Extrait fourni>
────────
Le processus de fictionnalisation des personnages s’enclenche dès les premières pages de RR. Mongo Beti nous donne un aperçu non seulement du sort de Ruben Um Nyobè, mais aussi de celui d’autres révolutionnaires africains. Il rend hommage à Diop Blondin, « fier enfant noir, mon jeune frère, assassiné dans les geôles atroces d’un dynaste d’Afrique » (RR, 5). Cette allusion annonce le projet de rendre justice, à travers l’écriture, à ces figures militantes et passionnées que le politique extrait des récits officiels, mais dont l’évocation suscite automatiquement un vif émoi dans l’imaginaire populaire. Ce dernier les reconnaît comme des figures emblématiques qui ont eu le courage de défier l’ordre du discours de l’autorité. Ainsi, Diop Blondin, tout comme Ruben, est décrit comme un visionnaire dont la mission a été d’éclairer le peuple et de le conduire vers l’indépendance.
Beti poursuit son projet iconoclaste en recourant à l’ironie lorsqu’il souligne que : « toute ressemblance avec des événements passés, des personnages réels ou des contrées connues, est totalement illusoire et, en quelque sorte, doit être considérée comme regrettable » (RR, 6). Cette mise en garde témoigne de l’indignation de l’écrivain, autant face à la manipulation de la mémoire par l’autorité, qui se refuse à reconnaître les faits décrits dans RR, qu’à l’extermination systémique des voix dissidentes. Même si, de toute évidence, le roman s’apparente à un mémorial en l’honneur de Ruben Um Nyobè, Beti ne concentre pas son attention exclusivement sur ce dernier comme le remarque Brière lorsqu’elle affirme :
Bien qu’il ait été en effet un personnage historique, Ruben ne joue qu’un rôle très limité dans le roman, mais Mongo Beti crée deux héros, Mor Zamba et Abéna, qui sont la transposition de Ruben. En tant que personnages fictifs, ils échappent à la tyrannie de l’histoire, ce qui ne fut évidemment pas le cas pour Ruben, assassiné avant d’avoir mené son œuvre à terme (Brière 1998, 191).
────────
Consigne> D'après l'extrait fourni, quels sont les deux héros que Mongo Beti crée comme transposition de Ruben ?

Données fournies>
────────
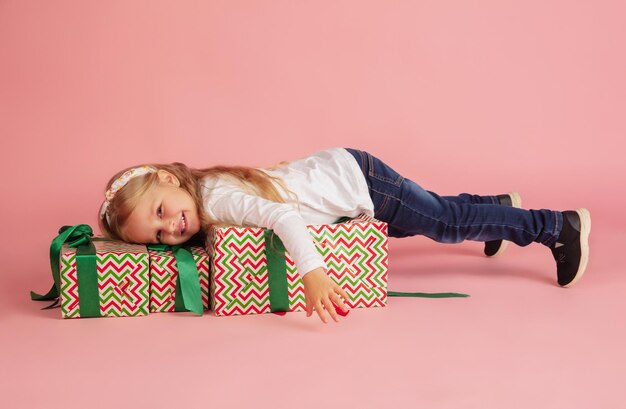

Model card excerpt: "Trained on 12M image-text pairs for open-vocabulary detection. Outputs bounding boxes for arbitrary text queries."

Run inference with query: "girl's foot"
[485,192,522,257]
[550,208,591,287]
────────
Réponse> Mor Zamba et Abéna.